→ **GIVEN INSTRUCTION 1**:
In the monitoring and alerts chapter, what do these ask for?
(a) What happens to custom labels when syncs fail?
(b) What triggers a GMC fetch?
(c) How often does a sheet write run?

>> START SELECTED TEXT

Chapter 25: Monitoring & Alerts

Sync Monitoring

Synchronization is the core operational concern for AdPriority. If syncs fail, custom labels go stale, and merchants’ Google Ads campaigns operate on outdated priority data. The monitoring system tracks every sync event and alerts on failures.

Sync Types

Sync TypeDirectionTriggerFrequency
Product importShopify -> AdPriorityInstall, manual, webhookOn demand
Priority recalculationInternalRule change, season transition, manualOn demand
Sheet writeAdPriority -> Google SheetScheduled, manual, post-recalculationConfigurable (hourly to daily)
GMC fetchGoogle Sheet -> GMCGMC scheduleDaily (managed by Google)

>> END SELECTED TEXT
>> START INPUT ROWS

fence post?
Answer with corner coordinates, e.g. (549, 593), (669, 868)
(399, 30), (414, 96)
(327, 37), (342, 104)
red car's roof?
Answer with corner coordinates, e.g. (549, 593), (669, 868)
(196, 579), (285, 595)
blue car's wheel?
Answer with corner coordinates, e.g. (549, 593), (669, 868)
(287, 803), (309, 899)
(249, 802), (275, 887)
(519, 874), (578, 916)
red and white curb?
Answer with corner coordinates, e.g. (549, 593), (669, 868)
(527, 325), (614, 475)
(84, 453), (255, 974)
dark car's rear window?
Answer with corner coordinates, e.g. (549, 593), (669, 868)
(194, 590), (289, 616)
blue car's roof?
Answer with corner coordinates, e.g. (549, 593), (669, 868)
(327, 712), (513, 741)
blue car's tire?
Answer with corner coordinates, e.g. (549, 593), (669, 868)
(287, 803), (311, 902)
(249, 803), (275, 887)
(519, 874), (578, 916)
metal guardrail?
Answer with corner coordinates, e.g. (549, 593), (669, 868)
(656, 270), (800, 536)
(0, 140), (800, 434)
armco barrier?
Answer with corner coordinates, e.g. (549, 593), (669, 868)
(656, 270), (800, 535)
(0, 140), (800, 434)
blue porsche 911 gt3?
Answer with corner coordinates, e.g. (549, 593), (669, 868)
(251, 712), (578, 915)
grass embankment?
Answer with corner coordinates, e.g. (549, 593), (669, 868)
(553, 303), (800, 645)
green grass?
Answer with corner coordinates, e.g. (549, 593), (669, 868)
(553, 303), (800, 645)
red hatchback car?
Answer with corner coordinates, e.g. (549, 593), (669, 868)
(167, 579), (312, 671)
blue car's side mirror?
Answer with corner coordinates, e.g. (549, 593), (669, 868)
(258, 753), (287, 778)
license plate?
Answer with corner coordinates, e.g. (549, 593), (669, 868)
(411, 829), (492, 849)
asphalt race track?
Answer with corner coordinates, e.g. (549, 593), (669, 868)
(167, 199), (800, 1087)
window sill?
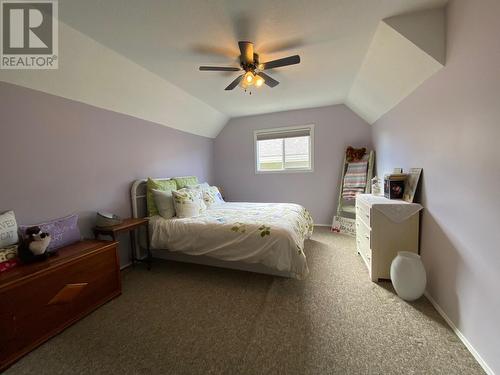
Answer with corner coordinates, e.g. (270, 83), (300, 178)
(255, 168), (314, 174)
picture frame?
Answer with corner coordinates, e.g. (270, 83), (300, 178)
(403, 168), (422, 203)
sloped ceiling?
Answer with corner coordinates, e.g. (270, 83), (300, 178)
(0, 0), (446, 137)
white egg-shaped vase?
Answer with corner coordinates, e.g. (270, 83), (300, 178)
(391, 251), (427, 301)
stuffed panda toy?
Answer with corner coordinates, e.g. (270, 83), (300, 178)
(19, 226), (51, 263)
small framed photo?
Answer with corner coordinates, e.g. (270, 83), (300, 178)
(403, 168), (422, 203)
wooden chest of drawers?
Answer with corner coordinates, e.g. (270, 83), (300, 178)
(0, 241), (121, 371)
(356, 194), (421, 281)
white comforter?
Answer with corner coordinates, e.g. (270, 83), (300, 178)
(150, 202), (313, 279)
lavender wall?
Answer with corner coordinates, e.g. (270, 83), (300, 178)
(215, 105), (371, 224)
(0, 82), (213, 264)
(373, 0), (500, 373)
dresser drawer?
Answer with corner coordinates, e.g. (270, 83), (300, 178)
(0, 244), (121, 368)
(356, 200), (371, 228)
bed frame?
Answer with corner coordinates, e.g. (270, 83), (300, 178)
(130, 178), (292, 277)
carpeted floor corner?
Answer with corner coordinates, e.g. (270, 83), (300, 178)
(6, 228), (483, 375)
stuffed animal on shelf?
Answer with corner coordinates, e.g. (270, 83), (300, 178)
(345, 146), (366, 163)
(19, 226), (52, 263)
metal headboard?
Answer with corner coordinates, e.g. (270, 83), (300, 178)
(130, 177), (171, 218)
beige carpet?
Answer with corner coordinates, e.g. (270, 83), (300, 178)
(7, 228), (483, 374)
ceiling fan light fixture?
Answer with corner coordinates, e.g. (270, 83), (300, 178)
(255, 75), (266, 87)
(243, 71), (255, 85)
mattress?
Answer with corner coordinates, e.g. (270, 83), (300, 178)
(149, 202), (313, 279)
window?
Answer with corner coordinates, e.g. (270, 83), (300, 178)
(254, 125), (314, 173)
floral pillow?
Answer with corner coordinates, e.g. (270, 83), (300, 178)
(172, 189), (207, 219)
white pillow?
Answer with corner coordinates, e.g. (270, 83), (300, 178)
(186, 182), (210, 191)
(172, 189), (207, 219)
(151, 189), (175, 219)
(0, 211), (19, 248)
(203, 186), (224, 207)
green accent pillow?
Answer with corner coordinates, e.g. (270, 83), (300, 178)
(146, 177), (177, 216)
(172, 176), (198, 189)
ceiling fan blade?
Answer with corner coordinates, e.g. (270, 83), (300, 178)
(238, 42), (253, 64)
(200, 66), (241, 72)
(225, 74), (243, 90)
(262, 55), (300, 69)
(258, 72), (280, 88)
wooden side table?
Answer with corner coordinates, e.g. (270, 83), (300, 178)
(94, 218), (151, 270)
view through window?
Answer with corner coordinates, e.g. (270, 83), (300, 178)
(255, 126), (312, 172)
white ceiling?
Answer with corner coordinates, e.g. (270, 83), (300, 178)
(59, 0), (446, 117)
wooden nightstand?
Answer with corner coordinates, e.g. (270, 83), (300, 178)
(94, 218), (151, 270)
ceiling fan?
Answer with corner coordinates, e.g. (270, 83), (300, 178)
(200, 42), (300, 90)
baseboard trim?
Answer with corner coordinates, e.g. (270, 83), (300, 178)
(424, 291), (495, 375)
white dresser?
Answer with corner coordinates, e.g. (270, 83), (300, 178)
(356, 194), (422, 281)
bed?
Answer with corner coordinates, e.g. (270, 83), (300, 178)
(131, 179), (313, 279)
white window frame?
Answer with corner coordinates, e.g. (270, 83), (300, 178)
(253, 124), (314, 174)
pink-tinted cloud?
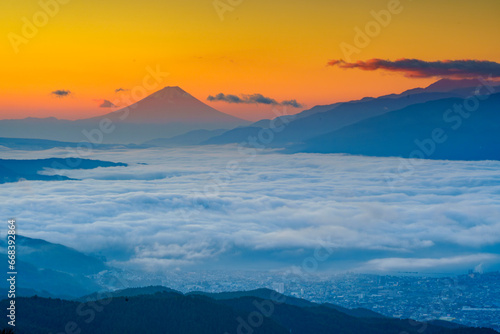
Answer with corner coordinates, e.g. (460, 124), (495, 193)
(328, 58), (500, 79)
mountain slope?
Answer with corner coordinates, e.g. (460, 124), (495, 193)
(0, 158), (127, 184)
(0, 87), (250, 143)
(0, 235), (107, 297)
(82, 86), (247, 127)
(0, 292), (497, 334)
(204, 79), (498, 147)
(292, 93), (500, 160)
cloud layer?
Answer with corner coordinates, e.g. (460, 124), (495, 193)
(328, 58), (500, 79)
(0, 146), (500, 272)
(207, 93), (302, 108)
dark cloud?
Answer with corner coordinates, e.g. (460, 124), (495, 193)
(207, 93), (302, 108)
(207, 93), (242, 103)
(99, 100), (117, 108)
(328, 58), (500, 79)
(281, 100), (303, 108)
(51, 89), (71, 97)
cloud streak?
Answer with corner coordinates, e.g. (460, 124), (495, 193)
(99, 100), (117, 108)
(51, 89), (71, 98)
(207, 93), (302, 108)
(328, 58), (500, 79)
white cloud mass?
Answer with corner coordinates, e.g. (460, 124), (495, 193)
(0, 146), (500, 271)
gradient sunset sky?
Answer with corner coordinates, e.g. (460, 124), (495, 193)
(0, 0), (500, 120)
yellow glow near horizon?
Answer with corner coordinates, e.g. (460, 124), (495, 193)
(0, 0), (500, 120)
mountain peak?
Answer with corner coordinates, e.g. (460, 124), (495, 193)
(87, 86), (245, 127)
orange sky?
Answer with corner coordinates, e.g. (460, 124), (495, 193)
(0, 0), (500, 120)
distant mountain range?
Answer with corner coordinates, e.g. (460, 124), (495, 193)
(291, 93), (500, 160)
(0, 235), (107, 298)
(0, 87), (249, 145)
(0, 79), (500, 160)
(0, 158), (127, 184)
(0, 235), (497, 334)
(0, 287), (497, 334)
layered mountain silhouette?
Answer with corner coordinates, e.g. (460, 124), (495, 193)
(0, 235), (107, 298)
(203, 79), (498, 147)
(83, 86), (243, 127)
(0, 79), (500, 160)
(294, 93), (500, 160)
(0, 87), (249, 146)
(0, 287), (497, 334)
(0, 157), (127, 184)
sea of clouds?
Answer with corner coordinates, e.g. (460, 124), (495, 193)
(0, 146), (500, 272)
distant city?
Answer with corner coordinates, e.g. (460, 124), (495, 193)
(94, 269), (500, 331)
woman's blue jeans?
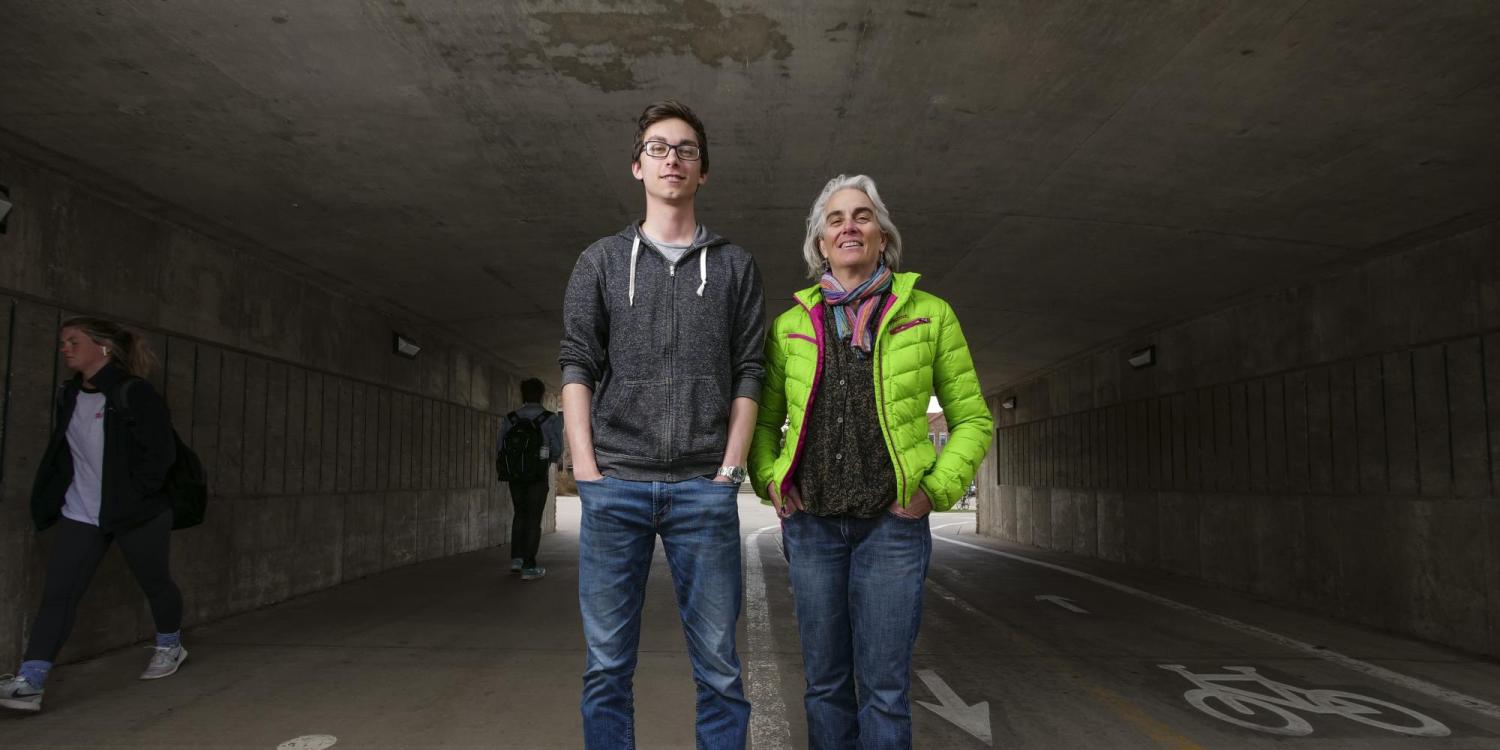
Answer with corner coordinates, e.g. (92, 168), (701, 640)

>> END INPUT ROWS

→ **GIVEN INSTRUCTION 2**: Can you rescale the listing from the line that contains "stuffed animal on shelf?" through the line that contains "(203, 186), (224, 207)", including both, and give only those lines again, requests included? Multiply every coordinate in the answers by 2.25, round to whole numbers with halves going up, and leave the requests and their format samples unchanged.

→ **REPLY 1**:
(a) They go stale, and merchants' Google Ads campaigns operate on outdated priority data.
(b) The GMC schedule.
(c) Configurable, from hourly to daily.

→ **REPLY 2**:
stuffed animal on shelf?
Answer with corner coordinates, e.g. (270, 83), (300, 178)
(776, 329), (824, 367)
(43, 509), (117, 592)
metal headboard?
Answer with corner coordinates, e.g. (270, 83), (300, 178)
(293, 398), (385, 491)
beige carpet?
Answer with corner coordinates, e.g. (270, 83), (300, 178)
(16, 513), (1087, 842)
ceiling fan light fixture?
Answer with corner coordinates, e.g. (270, 83), (300, 178)
(574, 169), (599, 196)
(547, 160), (574, 191)
mattress?
Answer with corner coordinates, e.g. (270, 83), (300, 178)
(335, 455), (704, 628)
window?
Answer with corner coordinates, e.g. (270, 83), (300, 178)
(572, 281), (707, 389)
floral pillow?
Answer with corner coordinates, e.g. (270, 83), (300, 178)
(387, 425), (466, 493)
white pillow?
Answer with corner coordinates, e.g. (270, 83), (300, 178)
(419, 410), (473, 430)
(387, 425), (466, 493)
(340, 425), (394, 493)
(0, 475), (43, 558)
(457, 419), (504, 466)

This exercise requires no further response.